_QUOTED PASSAGE_
======
Tiered compilation, introduced in Java SE 7, brings client startup speeds to the server VM. Normally, a server VM uses the interpreter to collect profiling information about methods that is fed into the compiler. In the tiered scheme, in addition to the interpreter, the client compiler is used to generate compiled versions of methods that collect profiling information about themselves. Since the compiled code is substantially faster than the interpreter, the program executes with greater performance during the profiling phase. In many cases, a startup that is even faster than with the client VM can be achieved because the final code produced by the server compiler may be already available during the early stages of application initialization. The tiered scheme can also achieve better peak performance than a regular server VM because the faster profiling phase allows a longer period of profiling, which may yield better optimization.
Tiered compilation is now the default mode for the server VM. Both 32 and 64 bit modes are supported, as well as compressed oops (see the next section).
An "oop", or ordinary object pointer in Java Hotspot parlance, is a managed pointer to an object. An oop is normally the same size as a native machine pointer, which means 64 bits on an LP64 system. On an ILP32 system, maximum heap size is somewhat less than 4 gigabytes, which is insufficient for many applications. On an LP64 system, the heap used by a given program might have to be around 1.5 times larger than when it is run on an ILP32 system. This requirement is due to the expanded size of managed pointers. Memory is inexpensive, but these days bandwidth and cache are in short supply, so significantly increasing the size of the heap and only getting just over the 4 gigabyte limit is undesirable.
======
_DATASET EXCERPT_
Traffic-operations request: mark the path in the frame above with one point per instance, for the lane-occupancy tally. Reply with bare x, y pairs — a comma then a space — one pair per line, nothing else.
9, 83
======
_GIVEN REQUEST A_
According to the tiered compilation text, which Java SE release introduced tiered compilation?
_GIVEN REQUEST B_
Retype the part of the tiered compilation text that begins at the words "Tiered compilation is" and stops after the words "the next section).".
_GIVEN REQUEST C_
Which compilers and virtual machines does the tiered compilation text name? List every one.

_EXERCISE RESULT A_
Java SE 7

_EXERCISE RESULT B_
Tiered compilation is now the default mode for the server VM. Both 32 and 64 bit modes are supported, as well as compressed oops (see the next section).

_EXERCISE RESULT C_
server VM, client compiler, client VM, server compiler